--- LISTING ---

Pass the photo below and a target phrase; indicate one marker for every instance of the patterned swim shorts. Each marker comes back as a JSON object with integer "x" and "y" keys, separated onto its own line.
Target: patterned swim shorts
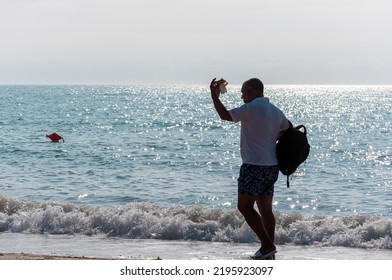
{"x": 257, "y": 180}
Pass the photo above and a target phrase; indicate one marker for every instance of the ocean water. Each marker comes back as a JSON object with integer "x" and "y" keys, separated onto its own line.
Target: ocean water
{"x": 156, "y": 163}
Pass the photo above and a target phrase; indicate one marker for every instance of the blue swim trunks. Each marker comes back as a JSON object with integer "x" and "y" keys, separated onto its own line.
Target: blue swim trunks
{"x": 257, "y": 180}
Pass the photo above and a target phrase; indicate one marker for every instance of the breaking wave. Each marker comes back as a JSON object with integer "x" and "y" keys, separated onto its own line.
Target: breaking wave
{"x": 146, "y": 221}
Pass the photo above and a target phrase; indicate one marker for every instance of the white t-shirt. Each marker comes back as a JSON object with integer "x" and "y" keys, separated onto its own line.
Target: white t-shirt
{"x": 261, "y": 122}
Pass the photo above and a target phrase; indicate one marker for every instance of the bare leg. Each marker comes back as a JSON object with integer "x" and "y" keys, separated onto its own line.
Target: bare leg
{"x": 255, "y": 221}
{"x": 264, "y": 204}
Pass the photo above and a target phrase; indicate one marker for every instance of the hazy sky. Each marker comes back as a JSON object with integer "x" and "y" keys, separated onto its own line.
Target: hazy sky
{"x": 183, "y": 41}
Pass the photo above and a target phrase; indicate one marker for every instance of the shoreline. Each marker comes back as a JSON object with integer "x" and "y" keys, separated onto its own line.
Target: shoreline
{"x": 30, "y": 256}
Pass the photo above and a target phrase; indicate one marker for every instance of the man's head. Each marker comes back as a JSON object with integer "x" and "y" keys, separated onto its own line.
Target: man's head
{"x": 252, "y": 89}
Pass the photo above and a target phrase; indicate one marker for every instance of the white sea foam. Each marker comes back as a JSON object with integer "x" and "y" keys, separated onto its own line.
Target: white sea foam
{"x": 145, "y": 221}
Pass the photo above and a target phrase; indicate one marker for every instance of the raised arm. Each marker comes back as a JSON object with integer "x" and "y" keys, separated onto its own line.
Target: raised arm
{"x": 219, "y": 107}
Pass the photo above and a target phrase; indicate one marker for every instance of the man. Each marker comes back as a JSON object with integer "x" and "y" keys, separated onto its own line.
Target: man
{"x": 261, "y": 125}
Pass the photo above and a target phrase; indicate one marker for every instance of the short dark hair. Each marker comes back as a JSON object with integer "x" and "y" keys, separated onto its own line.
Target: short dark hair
{"x": 255, "y": 84}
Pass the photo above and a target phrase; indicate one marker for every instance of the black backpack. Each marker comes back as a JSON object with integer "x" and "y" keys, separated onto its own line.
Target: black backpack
{"x": 292, "y": 149}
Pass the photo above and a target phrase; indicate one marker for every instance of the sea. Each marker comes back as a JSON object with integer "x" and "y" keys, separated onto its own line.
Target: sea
{"x": 147, "y": 171}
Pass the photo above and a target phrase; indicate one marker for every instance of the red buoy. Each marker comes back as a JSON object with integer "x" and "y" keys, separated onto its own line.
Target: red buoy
{"x": 55, "y": 137}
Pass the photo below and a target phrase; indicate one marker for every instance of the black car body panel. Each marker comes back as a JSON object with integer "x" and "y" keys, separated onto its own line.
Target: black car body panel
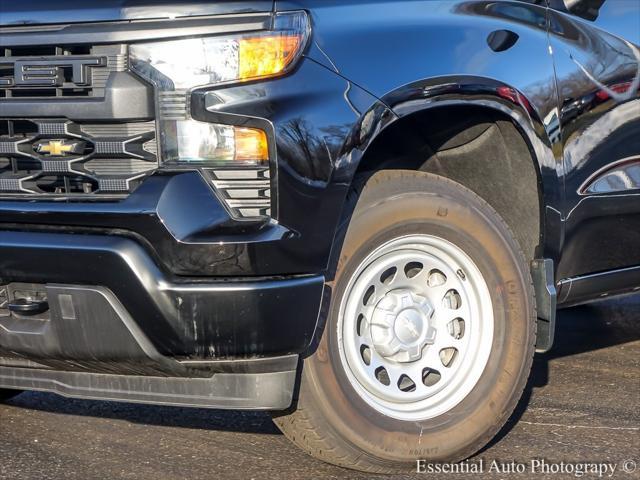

---

DIRECTIONS FOR THIS TASK: Please rewrite the stretch from the line containing "of the sea." through the end of the data, swapping "red buoy" for "orange buoy" and keeping everything else the same. Leave the pictures out of your answer.

FINAL ANSWER:
Pass the photo above and a target phrase; indicate one marker for every instance of the sea. Each marker comes back as a JSON object with integer "x" and "y" keys, separated onto its own line.
Target: sea
{"x": 147, "y": 171}
Pass the photo above and a target phrase; indicate one marker for every instance of the orange buoy. Each marker comes back as a JSON object with integer "x" and "y" keys, separated onto its own line.
Target: orange buoy
{"x": 55, "y": 137}
Pass the photo below and a target phrase; indicate one marker for every instance of the black car body panel. Each marker comes back as a JSON object with integer "x" and "y" keys, separated onto its own line.
Target: black car body panel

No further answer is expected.